**Do this**:
Extract every line in the entries below that contains the word "back", and copy each line in full. Case counts.
==== Data to use ====
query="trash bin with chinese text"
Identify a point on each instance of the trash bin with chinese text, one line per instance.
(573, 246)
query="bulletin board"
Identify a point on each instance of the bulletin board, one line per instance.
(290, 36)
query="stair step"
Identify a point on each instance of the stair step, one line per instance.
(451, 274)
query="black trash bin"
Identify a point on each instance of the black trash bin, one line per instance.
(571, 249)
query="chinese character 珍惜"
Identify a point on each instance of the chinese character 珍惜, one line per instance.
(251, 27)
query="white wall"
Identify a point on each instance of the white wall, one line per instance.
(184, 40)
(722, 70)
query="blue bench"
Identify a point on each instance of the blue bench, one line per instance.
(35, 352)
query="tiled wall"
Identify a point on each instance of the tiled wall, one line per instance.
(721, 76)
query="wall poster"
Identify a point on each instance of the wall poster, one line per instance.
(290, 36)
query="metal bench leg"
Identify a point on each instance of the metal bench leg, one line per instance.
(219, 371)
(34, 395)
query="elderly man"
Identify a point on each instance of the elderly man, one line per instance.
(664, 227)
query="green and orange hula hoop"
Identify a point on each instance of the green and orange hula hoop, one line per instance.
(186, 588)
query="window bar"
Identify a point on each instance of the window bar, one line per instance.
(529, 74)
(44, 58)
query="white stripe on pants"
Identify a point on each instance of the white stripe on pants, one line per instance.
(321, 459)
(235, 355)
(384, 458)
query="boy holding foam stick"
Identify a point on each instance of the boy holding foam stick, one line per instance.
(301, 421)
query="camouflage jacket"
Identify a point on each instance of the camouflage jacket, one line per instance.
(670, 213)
====
==== Data to use ====
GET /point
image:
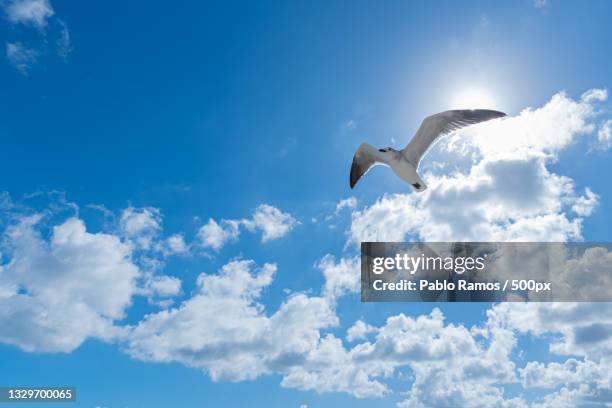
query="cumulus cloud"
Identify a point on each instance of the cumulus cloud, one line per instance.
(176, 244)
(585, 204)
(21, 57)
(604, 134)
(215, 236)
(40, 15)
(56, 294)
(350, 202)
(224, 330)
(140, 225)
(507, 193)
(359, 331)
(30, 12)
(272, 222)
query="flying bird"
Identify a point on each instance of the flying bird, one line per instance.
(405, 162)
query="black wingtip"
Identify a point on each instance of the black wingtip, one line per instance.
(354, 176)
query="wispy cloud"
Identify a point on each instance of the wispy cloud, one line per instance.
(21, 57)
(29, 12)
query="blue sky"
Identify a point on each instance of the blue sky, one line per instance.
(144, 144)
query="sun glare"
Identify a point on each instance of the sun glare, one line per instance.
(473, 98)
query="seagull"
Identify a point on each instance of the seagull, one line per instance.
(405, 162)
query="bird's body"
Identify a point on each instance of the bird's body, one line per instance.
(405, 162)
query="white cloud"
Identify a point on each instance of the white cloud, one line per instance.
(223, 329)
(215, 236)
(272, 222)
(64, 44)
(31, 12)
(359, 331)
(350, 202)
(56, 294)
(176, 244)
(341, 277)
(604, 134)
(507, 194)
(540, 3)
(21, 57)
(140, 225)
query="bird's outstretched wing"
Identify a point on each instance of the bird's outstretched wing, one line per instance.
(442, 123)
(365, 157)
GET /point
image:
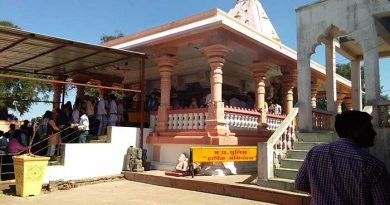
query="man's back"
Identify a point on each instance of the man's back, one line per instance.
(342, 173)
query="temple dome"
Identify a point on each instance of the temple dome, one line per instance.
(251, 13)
====
**Exercise result**:
query="man's back"
Identify a point on each instance of the man's back, one line per instance.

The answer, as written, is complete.